(Selected excerpt)

A key witness for a man blaming use of Vioxx for his heart attack returned to the stand Tuesday, aggressively defending his prior testimony and his criticism of scientists at drugmaker Merck & Co., who he said knew of the painkiller’s risks before it went on sale in 1999.
In a testy series of exchanges that twice prompted warnings by Superior Court Judge Carol E. Higbee, Merck attorney Stephen Raber chipped away at the testimony of Dr. Benedict Lucchesi.
Lucchesi, an expert on the heart and the effects of medicines who teaches at the University of Michigan Medical School, said he hadn’t seen data from Merck studies comparing Vioxx to other painkillers.
Lucchesi also told jurors that he had not reviewed a document attached to a 1997 e-mail message from a Merck scientist that Lucchesi — in his testimony Friday — said showed Merck tried to alter the design of an upcoming study by giving aspirin to patients on Vioxx to protect their hearts.

(End Selected excerpt)
(Stored data)

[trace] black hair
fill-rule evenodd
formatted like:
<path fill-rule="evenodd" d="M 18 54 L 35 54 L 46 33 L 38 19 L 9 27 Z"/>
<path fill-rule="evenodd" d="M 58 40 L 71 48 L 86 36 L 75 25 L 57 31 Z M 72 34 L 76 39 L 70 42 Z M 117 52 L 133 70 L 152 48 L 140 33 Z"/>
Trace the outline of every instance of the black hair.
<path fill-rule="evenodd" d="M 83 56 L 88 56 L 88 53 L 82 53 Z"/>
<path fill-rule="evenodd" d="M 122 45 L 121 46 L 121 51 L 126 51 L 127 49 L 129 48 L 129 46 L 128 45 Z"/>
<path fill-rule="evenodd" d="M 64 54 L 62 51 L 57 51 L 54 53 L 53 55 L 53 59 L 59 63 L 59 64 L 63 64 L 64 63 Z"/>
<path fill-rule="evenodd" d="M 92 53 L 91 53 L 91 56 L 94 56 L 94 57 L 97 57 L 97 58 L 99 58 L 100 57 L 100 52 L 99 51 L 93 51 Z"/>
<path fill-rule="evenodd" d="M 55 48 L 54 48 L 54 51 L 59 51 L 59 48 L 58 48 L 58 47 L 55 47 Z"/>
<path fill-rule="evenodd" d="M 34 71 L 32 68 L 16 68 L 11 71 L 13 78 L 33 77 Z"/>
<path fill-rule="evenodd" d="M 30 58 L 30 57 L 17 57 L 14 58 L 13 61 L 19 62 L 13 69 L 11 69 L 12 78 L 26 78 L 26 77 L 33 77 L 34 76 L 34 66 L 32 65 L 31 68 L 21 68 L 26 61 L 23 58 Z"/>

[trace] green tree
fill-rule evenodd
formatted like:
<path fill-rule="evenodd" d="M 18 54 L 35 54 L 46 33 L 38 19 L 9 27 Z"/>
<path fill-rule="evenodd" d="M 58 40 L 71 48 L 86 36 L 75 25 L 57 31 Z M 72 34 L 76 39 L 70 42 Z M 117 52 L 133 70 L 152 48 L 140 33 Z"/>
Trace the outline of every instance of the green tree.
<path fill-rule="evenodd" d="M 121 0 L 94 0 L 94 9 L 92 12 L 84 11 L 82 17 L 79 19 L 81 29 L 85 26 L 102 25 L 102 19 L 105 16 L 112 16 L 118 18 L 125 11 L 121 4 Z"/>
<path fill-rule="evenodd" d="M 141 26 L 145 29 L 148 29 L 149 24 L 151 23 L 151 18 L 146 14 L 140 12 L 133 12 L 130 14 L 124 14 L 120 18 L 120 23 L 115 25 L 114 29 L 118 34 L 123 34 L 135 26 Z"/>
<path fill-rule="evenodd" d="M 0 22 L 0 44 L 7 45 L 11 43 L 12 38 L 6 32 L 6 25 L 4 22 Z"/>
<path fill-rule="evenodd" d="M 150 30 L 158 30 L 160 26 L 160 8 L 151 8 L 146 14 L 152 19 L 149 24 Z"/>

(End Stored data)

**Actions to take:**
**1.** Answer these questions from the Vioxx trial article, marking each answer (a), (b) or (c) to match:
(a) Which judge warned the participants during the exchanges, and how many times?
(b) At which institution does Dr. Benedict Lucchesi teach?
(c) In what year was the Merck scientist's e-mail message sent?
**2.** In the Vioxx trial article, shorten the paragraph that begins "Lucchesi also told jurors" while keeping its main facts.
**3.** Continue the Vioxx trial article from the point where it stops.

**Solved tasks:**
**1.**
(a) Superior Court Judge Carol E. Higbee issued the warnings twice.
(b) He teaches at the University of Michigan Medical School.
(c) The e-mail message was sent in 1997.

**2.** Lucchesi told jurors he had not reviewed a document attached to a 1997 e-mail from a Merck scientist. In Friday's testimony he had said the e-mail showed Merck tried to change an upcoming study's design by giving aspirin to Vioxx patients to protect their hearts.

**3.**
'They don't mind killing patients'
“They don’t mind killing patients,” Lucchesi had said about Merck scientists while on the stand Friday.
“You owe them an apology, don’t you?” Raber said Tuesday, adding the scientists believed at the time that Vioxx was safe.
“I don’t know that I owe them an apology,” Lucchesi said.
“You jumped to conclusions before you ever knew what they were talking about,” Raber said.
The exchanges between Lucchesi — who had testified in a previous Vioxx trial — and the Merck attorney triggered several objections from plaintiff’s attorney Chris Seeger and prompted Higbee to caution Raber.
Raber raised his voice while questioning Lucchesi about an outside researcher’s study that appeared to support a Merck theory proposed after publication of a 2000 company study that triggered the first public alarms about the safety of Vioxx.
“Does he have to scream at him, your honor?” Seeger said.
After another Seeger objection, Higbee told the two attorneys, “Let’s not attack each other.”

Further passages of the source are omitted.